[Source]:
########################################

Therefore, it is possible to provide a pressure roller suitable for further increase
of the operation speed of an image forming apparatus.
[0059] As the result of applying the pressure roller of this embodiment to the heating-fixing
apparatus and image forming apparatus of embodiment 1 and obtaining the optimum mixing
amount of a rubber material and the tube surface roughness, it is found that a pressure
roller satisfying the slip characteristic and mold release characteristic is obtained
by mixing 3 to 20 parts by weight of the rubber material with 100 parts by weight
of PFA and keeping the surface roughness Ra in a range of 0.1 to 1µm.
[Embodiment 3]
[0060] This embodiment shows still another embodiment of the pressure roller applied to
the heating-fixing apparatus of embodiment 1. This embodiment is characterized by
using a mixture obtained by mixing 5 to 20 part by weight of PEEK or PPS with 100
parts by weight of PFA or 3 to 20 parts by weight of silicone rubber or fluororubber
with 100 parts by weight of PFA for a tube on the pressure roller surface layer and
further applying the roughening same as that of embodiment 1 to the surface layer
of the tube only at ends of the pressure roller (see the hatched portion in Fig. 3).
[0061] In this embodiment, a paper feed area (or image area) of the pressure roller is kept
in a state after extrusion-molding of the above tube to maintain a very good mold
release characteristic, and simultaneously a friction force is increased only at the
ends to thereby increase the torque, or the fixing film-rotating force at the ends,
so that the recording material can be prevented from slipping even under such a state
that it tends to slip. As a result, it is possible to prevent the recording material
from slipping and the pressure roller from being contaminated due to toner even under
a state in which the contamination of the pressure roller is apt to occur like an
image forming apparatus having an automatic both-side printing function.
[0062] As the result of performing the same evaluation as the case of embodiment 1, it is
found that the surface roughness Ra at ends should be kept in a range of 0.8 to 2.5µm.
Moreover, it is found that, when the surface roughness is smaller than the above range,
the recording material slips, and when the surface roughness is larger than the above
range, the pressure roller is contaminated due to toner if the recording material
is slightly deviated from the original paper feed position due to the bias or the
like and the dimensional accuracy in the cross direction becomes very severe.
[Embodiment 4]
[0063] This embodiment shows still another embodiment of the pressure roller applied to
the heating-fixing apparatus of embodiment 1. In the case of this embodiment, a tube
on the pressure-roller surface layer uses a mixture obtained by mixing heat resistant
resin such as PEEK or PPS or heat resistant rubber such as silicone rubber or fluororubber
with PFA at the same rate as the case of embodiment 3 and moreover, the surface layer
of the tube is slightly roughened by applying corona discharge or etching using an
ammonium or naphthalene solution of metallic sodium to the surface and also slightly
activated (locally defluorinated).
[0064] By performing the surface treatment of this embodiment, the friction factor of the
tube surface layer increases in an area of 1µm or less of the layer. Therefore, the
sliding characteristic can be prevented from increasing because the initial outermost
surface layer becomes rich in fluororesin which is a feature of the present mixture
tube. Therefore, even if the surface layer is abraded due to repetitive use, it is
possible to keep a sufficient gripping force to paper because a resin or rubber other
than fluororesin serving as a high-friction member locally appears on the surface
at this point of time.

########################################

[What is expected]: Set down the pressure roller passage word for word, starting with "Therefore, it is" and going on through "0.1 to 1µm.".

[Dataset]:
########################################

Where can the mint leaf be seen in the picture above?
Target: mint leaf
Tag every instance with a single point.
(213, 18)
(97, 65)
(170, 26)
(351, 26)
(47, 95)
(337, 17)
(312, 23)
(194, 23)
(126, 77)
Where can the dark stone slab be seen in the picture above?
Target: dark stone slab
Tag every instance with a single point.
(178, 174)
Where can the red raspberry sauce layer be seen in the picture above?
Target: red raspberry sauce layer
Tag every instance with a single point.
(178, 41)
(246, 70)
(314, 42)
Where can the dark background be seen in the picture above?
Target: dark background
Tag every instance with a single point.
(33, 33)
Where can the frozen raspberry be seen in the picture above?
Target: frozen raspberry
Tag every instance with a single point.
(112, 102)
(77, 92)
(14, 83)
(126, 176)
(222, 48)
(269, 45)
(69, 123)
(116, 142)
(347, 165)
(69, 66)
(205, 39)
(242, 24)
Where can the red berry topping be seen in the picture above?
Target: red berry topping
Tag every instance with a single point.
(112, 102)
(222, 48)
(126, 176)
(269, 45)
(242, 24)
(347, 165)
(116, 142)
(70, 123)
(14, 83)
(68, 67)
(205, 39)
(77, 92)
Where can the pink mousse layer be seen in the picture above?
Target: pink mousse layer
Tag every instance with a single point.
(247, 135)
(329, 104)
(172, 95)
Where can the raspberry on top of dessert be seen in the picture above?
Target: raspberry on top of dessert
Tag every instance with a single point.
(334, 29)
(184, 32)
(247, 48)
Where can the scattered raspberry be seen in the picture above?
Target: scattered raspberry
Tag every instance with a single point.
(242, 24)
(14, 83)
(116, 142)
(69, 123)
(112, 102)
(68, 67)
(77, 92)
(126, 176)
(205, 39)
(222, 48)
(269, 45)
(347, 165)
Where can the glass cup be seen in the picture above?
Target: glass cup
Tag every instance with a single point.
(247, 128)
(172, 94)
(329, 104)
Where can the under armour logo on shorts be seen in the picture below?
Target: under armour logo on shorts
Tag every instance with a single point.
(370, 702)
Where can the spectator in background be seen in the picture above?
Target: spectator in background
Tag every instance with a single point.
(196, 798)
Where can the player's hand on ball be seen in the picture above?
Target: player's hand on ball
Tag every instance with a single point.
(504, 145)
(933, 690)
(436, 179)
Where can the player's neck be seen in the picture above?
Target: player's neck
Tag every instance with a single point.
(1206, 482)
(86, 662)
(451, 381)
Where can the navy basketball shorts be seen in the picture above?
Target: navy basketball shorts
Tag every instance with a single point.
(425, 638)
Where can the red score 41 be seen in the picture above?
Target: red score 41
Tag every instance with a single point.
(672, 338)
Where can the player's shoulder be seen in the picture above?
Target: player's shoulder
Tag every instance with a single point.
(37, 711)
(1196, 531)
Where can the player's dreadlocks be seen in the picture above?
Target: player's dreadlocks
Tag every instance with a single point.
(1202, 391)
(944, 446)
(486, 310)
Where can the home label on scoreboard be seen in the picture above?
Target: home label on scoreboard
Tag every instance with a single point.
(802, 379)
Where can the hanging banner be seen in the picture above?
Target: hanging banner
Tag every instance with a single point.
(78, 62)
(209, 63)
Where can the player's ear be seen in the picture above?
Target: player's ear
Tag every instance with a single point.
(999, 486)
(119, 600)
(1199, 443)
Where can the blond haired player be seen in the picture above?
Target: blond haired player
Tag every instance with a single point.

########################################

[Solution to this problem]:
Therefore, it is possible to provide a pressure roller suitable for further increase
of the operation speed of an image forming apparatus.
[0059] As the result of applying the pressure roller of this embodiment to the heating-fixing
apparatus and image forming apparatus of embodiment 1 and obtaining the optimum mixing
amount of a rubber material and the tube surface roughness, it is found that a pressure
roller satisfying the slip characteristic and mold release characteristic is obtained
by mixing 3 to 20 parts by weight of the rubber material with 100 parts by weight
of PFA and keeping the surface roughness Ra in a range of 0.1 to 1µm.